## start
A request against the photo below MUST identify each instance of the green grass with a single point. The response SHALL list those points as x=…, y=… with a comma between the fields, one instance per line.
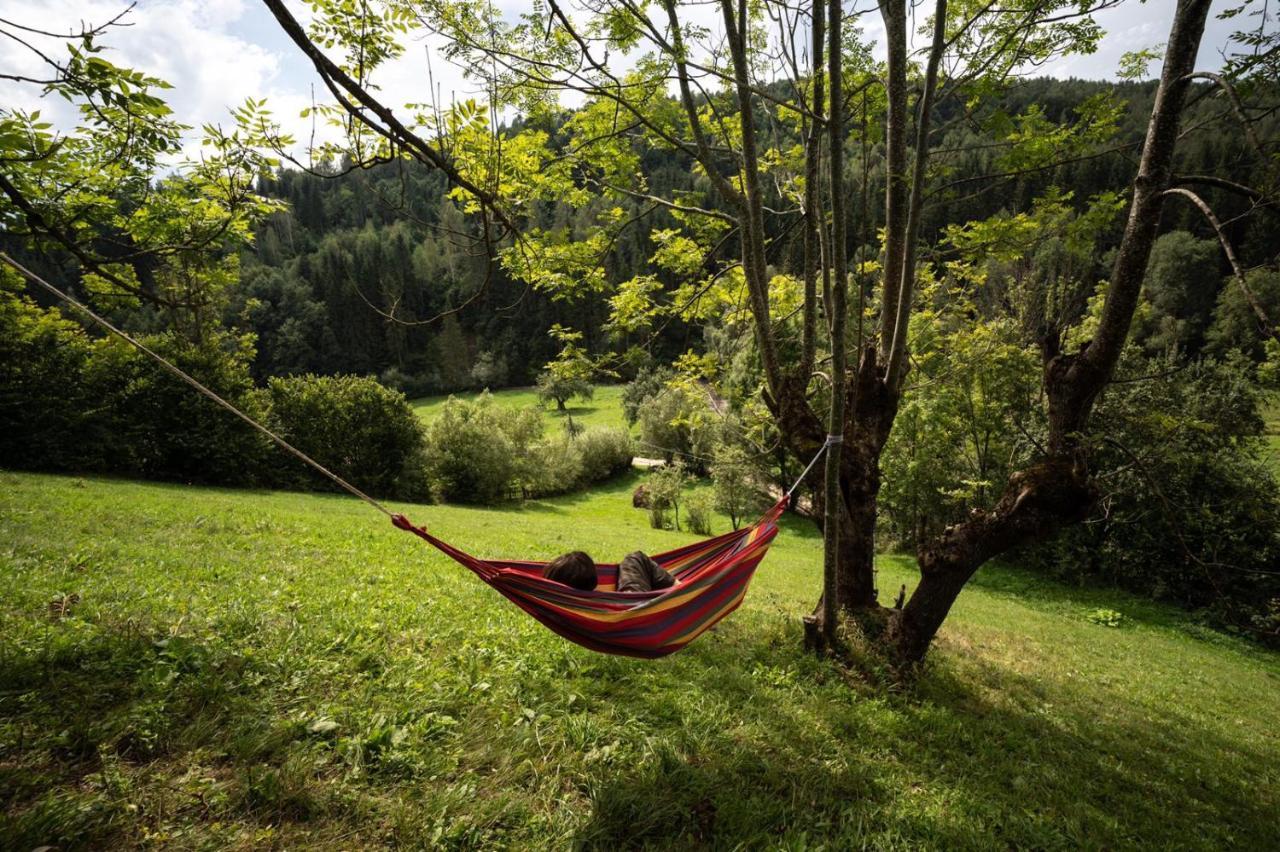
x=269, y=670
x=603, y=410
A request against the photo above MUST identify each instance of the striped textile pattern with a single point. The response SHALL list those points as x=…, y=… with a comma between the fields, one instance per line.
x=712, y=578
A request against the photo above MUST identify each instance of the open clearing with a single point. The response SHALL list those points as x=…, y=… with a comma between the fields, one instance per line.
x=255, y=669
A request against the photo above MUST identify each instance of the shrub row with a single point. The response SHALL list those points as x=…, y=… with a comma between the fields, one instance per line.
x=481, y=453
x=73, y=403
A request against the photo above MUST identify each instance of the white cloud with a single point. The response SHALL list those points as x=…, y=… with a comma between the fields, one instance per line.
x=216, y=53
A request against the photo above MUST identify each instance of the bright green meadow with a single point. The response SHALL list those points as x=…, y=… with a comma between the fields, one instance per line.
x=280, y=670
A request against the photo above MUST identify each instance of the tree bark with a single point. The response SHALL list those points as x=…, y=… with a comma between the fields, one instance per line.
x=1057, y=491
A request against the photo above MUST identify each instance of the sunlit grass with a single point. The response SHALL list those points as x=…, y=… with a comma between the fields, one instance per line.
x=256, y=670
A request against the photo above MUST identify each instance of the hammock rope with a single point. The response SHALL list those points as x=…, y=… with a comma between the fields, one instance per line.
x=182, y=374
x=712, y=576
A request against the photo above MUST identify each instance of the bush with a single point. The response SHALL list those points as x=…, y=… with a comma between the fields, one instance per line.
x=554, y=467
x=698, y=513
x=679, y=422
x=648, y=384
x=471, y=458
x=44, y=406
x=731, y=476
x=606, y=453
x=355, y=426
x=666, y=485
x=1192, y=513
x=558, y=388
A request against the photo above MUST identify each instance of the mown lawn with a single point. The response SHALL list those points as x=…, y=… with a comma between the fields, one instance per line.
x=603, y=410
x=280, y=670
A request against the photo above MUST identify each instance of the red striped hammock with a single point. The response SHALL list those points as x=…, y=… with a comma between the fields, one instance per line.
x=711, y=581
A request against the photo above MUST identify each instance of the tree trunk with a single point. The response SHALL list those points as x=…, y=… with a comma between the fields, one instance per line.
x=1057, y=491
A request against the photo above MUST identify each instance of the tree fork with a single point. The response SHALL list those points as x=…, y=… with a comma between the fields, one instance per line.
x=1057, y=491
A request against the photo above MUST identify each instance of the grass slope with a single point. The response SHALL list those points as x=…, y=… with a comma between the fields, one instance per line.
x=257, y=670
x=603, y=410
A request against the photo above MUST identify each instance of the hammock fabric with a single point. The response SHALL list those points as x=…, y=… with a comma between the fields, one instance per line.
x=711, y=581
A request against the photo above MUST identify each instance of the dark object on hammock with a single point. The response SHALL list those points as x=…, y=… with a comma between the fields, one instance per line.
x=711, y=581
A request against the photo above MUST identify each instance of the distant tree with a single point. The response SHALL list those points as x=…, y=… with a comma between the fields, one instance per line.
x=666, y=486
x=731, y=477
x=570, y=374
x=1235, y=323
x=1183, y=280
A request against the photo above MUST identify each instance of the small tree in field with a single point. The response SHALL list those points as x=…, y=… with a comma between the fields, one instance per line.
x=666, y=485
x=570, y=374
x=731, y=475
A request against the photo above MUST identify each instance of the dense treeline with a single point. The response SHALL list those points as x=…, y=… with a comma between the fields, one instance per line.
x=378, y=273
x=355, y=250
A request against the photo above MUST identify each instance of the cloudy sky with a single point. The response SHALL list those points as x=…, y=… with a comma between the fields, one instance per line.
x=216, y=53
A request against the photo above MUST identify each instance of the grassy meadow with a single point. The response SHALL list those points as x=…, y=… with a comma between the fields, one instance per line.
x=204, y=668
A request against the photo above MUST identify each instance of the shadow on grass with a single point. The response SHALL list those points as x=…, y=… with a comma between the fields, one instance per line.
x=88, y=704
x=986, y=760
x=750, y=743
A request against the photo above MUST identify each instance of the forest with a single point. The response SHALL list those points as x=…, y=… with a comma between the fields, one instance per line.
x=954, y=330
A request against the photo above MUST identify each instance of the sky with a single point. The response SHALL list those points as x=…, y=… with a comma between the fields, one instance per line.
x=218, y=53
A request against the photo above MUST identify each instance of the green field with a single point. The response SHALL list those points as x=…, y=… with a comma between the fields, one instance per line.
x=603, y=410
x=269, y=670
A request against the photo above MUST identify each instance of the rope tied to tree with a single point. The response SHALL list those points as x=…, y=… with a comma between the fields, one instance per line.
x=832, y=440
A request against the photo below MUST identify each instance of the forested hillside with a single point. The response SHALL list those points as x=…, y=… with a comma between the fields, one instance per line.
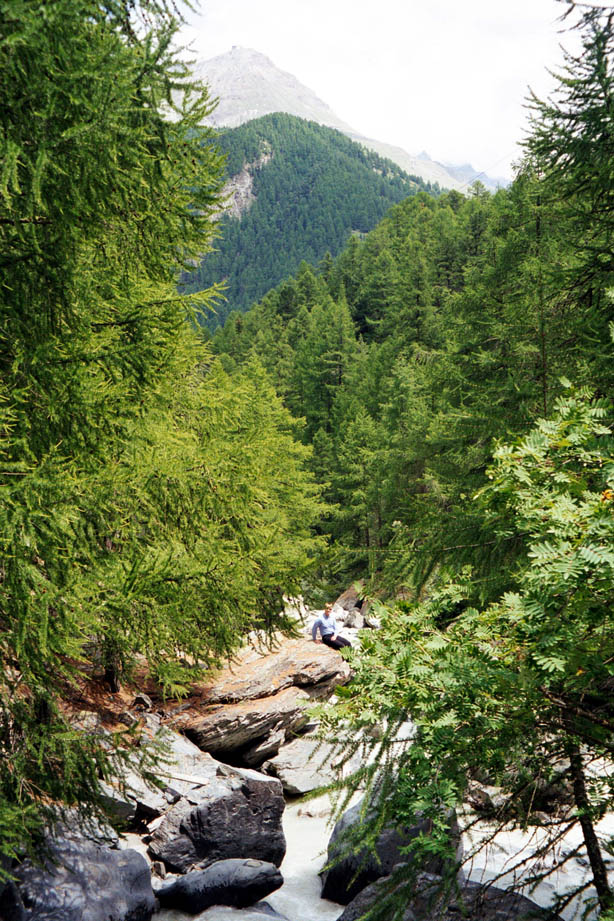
## end
Problem statement:
Reproduce verbatim the lines of the listing above, from the line containing "of the shrub" through the line containing "x=73, y=403", including both of those lines.

Answer to the problem:
A request against the photo above MUST identify each instance of the shrub row with a single point. The response SHALL list those points as x=…, y=… with a comma between the fields, one instance per line.
x=481, y=453
x=73, y=403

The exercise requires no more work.